## Task prompt
Using the material below, return exactly the lines between the one holding "Target: orange helmet" and the one holding "Annotation task — mark the hooded", inclusive, and no others.

## Material provided

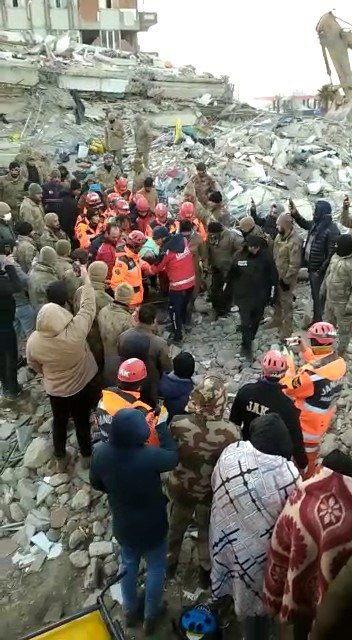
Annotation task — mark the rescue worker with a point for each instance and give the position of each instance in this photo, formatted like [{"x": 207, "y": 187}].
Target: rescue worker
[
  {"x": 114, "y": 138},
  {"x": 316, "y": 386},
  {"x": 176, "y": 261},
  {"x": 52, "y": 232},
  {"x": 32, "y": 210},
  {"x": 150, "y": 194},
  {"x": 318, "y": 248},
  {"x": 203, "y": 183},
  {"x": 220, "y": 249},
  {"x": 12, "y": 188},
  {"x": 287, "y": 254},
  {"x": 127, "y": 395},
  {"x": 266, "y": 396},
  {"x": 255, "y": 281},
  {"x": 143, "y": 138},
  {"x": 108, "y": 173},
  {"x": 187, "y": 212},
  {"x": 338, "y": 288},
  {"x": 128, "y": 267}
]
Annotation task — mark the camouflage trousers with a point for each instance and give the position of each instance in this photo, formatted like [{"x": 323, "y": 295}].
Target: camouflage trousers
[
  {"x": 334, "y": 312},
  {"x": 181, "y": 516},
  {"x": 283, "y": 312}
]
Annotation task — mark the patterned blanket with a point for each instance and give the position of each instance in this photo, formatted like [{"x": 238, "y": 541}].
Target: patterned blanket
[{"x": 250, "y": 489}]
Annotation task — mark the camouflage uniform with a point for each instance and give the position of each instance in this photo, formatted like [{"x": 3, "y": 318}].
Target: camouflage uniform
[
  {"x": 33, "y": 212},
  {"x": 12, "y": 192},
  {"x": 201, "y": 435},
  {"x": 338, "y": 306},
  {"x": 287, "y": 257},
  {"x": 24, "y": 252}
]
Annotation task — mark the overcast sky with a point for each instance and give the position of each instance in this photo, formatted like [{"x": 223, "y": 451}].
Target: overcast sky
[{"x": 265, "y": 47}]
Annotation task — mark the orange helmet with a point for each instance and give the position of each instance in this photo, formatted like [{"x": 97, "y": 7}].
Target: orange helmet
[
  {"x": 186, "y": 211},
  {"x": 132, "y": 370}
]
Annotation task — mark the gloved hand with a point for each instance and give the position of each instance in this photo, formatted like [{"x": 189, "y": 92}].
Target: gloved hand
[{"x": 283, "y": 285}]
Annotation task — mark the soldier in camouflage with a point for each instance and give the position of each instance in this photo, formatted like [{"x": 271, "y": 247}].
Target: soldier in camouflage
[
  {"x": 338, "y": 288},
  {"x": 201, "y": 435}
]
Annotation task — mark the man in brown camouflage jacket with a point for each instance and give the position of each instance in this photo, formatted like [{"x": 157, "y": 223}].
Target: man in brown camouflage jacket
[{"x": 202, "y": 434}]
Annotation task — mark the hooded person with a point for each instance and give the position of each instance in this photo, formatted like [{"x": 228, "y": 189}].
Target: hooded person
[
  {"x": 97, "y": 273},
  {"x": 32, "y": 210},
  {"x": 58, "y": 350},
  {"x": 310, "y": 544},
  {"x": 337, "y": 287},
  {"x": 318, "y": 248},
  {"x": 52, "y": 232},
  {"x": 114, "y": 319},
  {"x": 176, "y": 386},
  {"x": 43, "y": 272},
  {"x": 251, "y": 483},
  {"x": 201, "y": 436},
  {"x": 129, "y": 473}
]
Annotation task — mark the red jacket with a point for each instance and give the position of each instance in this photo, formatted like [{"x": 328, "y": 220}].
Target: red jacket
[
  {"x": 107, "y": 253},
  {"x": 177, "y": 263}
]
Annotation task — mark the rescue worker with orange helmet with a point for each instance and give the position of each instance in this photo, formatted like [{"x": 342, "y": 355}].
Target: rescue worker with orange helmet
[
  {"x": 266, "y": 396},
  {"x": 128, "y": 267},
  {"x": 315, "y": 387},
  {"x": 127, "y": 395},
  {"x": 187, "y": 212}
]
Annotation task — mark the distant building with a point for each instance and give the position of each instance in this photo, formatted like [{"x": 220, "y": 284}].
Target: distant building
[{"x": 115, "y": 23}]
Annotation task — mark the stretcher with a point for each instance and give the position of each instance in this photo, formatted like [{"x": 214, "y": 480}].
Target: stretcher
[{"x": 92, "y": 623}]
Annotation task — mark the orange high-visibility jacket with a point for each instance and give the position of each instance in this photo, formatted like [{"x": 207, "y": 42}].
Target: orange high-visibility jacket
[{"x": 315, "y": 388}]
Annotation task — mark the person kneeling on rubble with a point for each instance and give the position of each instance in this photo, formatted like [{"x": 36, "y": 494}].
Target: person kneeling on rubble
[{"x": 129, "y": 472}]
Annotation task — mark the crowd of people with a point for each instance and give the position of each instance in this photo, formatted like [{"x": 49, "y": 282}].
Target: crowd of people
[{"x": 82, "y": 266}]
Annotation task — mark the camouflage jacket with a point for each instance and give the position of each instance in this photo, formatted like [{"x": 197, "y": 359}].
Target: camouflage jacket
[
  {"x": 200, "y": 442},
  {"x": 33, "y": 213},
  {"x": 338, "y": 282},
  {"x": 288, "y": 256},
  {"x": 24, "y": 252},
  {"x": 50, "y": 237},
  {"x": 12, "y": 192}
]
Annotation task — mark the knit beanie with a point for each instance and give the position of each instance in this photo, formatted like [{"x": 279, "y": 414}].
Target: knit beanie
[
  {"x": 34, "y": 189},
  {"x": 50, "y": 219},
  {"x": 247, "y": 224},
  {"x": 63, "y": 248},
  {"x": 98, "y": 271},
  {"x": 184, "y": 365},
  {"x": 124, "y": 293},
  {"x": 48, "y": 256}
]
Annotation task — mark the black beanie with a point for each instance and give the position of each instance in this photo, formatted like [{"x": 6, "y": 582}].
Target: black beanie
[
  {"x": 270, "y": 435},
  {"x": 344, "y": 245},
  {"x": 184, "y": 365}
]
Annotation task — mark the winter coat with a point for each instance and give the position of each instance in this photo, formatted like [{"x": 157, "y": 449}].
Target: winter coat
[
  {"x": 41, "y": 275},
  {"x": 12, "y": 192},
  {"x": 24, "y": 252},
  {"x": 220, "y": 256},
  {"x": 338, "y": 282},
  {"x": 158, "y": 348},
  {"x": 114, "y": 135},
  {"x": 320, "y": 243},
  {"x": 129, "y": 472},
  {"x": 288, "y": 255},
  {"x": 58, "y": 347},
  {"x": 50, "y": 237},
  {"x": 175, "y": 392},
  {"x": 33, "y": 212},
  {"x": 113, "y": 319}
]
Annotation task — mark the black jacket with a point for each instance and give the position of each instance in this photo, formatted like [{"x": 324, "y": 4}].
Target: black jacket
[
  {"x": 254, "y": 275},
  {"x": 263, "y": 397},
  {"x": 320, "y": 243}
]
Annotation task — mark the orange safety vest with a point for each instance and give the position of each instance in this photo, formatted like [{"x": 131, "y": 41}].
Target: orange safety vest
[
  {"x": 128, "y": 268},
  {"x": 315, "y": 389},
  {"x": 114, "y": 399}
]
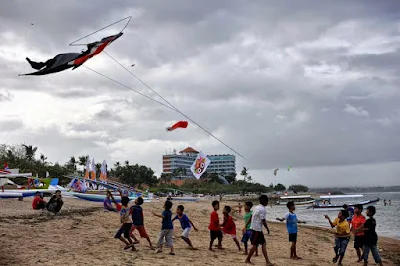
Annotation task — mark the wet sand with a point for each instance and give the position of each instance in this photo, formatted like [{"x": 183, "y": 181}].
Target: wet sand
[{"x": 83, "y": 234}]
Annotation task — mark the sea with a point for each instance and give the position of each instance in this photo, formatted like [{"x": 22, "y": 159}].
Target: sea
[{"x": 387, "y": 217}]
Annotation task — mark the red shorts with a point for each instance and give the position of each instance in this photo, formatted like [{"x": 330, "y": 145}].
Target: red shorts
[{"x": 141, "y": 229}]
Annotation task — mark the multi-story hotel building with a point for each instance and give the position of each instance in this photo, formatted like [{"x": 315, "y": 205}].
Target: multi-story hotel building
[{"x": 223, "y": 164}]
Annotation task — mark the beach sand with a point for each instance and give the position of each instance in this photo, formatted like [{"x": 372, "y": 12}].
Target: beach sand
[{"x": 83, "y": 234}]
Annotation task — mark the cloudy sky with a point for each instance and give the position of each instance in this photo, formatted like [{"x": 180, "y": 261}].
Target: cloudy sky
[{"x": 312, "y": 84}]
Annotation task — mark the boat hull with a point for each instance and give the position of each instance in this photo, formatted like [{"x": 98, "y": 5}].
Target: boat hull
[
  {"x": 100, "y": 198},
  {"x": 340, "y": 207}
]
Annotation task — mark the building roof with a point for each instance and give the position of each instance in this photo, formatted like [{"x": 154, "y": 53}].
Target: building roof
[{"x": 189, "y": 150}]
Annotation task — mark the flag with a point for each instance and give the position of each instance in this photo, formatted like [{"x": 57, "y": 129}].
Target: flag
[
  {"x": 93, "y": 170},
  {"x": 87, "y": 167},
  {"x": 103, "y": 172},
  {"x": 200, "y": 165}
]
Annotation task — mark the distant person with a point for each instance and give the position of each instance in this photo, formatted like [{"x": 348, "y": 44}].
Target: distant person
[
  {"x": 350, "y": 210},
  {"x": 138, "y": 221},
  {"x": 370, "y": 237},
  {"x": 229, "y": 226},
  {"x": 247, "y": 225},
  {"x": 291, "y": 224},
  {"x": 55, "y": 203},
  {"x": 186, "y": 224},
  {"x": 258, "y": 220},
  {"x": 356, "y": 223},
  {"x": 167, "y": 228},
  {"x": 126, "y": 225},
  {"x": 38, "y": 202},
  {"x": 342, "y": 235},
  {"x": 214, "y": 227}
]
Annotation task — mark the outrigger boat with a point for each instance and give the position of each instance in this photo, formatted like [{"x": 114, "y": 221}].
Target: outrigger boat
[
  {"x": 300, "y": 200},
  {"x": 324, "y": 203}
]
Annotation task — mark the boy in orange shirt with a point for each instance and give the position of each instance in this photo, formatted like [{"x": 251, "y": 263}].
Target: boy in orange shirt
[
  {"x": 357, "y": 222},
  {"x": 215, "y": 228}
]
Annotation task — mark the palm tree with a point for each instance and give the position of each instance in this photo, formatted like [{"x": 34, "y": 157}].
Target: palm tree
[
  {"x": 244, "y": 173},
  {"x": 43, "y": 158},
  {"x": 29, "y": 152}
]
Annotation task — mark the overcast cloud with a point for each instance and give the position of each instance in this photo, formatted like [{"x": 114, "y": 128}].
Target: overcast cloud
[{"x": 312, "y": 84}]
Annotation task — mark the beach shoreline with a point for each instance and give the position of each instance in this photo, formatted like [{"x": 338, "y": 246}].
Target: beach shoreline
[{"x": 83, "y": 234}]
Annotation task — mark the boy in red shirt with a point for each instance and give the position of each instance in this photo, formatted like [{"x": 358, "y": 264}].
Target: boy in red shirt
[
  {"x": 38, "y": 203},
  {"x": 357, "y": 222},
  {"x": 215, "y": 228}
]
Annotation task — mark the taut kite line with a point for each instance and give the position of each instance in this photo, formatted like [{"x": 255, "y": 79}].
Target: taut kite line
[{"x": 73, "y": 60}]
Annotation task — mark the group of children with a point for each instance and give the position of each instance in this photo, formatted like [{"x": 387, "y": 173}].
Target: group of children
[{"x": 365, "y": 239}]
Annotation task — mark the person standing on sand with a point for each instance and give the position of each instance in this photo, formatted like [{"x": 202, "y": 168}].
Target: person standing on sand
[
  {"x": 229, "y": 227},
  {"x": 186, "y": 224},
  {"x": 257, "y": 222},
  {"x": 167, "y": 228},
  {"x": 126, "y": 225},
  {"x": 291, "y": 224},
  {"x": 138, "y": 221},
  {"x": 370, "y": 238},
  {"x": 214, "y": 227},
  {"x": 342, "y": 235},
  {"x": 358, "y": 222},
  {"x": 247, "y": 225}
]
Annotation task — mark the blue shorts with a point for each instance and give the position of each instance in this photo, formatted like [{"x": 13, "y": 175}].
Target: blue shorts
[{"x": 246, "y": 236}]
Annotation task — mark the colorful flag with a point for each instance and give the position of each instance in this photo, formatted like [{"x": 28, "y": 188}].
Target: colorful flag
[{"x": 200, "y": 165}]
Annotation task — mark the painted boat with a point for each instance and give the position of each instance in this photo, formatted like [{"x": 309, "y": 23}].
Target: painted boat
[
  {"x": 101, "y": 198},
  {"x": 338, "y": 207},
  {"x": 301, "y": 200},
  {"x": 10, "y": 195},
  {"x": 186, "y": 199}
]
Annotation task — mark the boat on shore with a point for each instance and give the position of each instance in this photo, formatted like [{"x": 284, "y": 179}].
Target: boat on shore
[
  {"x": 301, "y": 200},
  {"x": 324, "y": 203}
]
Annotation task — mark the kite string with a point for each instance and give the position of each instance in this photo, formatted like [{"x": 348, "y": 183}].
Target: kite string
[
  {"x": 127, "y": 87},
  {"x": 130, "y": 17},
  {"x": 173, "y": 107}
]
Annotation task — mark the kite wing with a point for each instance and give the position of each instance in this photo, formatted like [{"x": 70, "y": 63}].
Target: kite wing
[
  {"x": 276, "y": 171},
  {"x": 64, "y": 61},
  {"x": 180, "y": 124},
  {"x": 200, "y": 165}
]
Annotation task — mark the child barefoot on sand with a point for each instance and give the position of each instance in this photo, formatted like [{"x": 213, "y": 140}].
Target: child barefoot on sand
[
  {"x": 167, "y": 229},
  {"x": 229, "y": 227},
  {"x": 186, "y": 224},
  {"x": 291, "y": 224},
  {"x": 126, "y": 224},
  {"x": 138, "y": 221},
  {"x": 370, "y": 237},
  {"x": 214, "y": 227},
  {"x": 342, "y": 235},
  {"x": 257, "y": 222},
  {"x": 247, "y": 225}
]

## Answer box
Target: orange helmet
[
  {"x": 186, "y": 211},
  {"x": 132, "y": 370}
]
Annotation task — mark the gloved hand with a point for each instance and give the position of each instance in this photo, formatted like [{"x": 189, "y": 92}].
Target: gloved hand
[{"x": 283, "y": 285}]
Annotation task — mark the soldier in camouflage with a point for each instance and give the position of each instance in this photo, formatted like [{"x": 271, "y": 247}].
Target: soldier in camouflage
[
  {"x": 338, "y": 288},
  {"x": 201, "y": 435}
]
Annotation task — mark the man in brown camouflage jacket with a point for each instance and give the position of each instance in this photo, formatted like [{"x": 157, "y": 223}].
Target: man in brown camouflage jacket
[{"x": 202, "y": 434}]
Annotation task — mark the hooded person with a point for each instance and give the position of each instance in this photo, formatted like [{"x": 228, "y": 189}].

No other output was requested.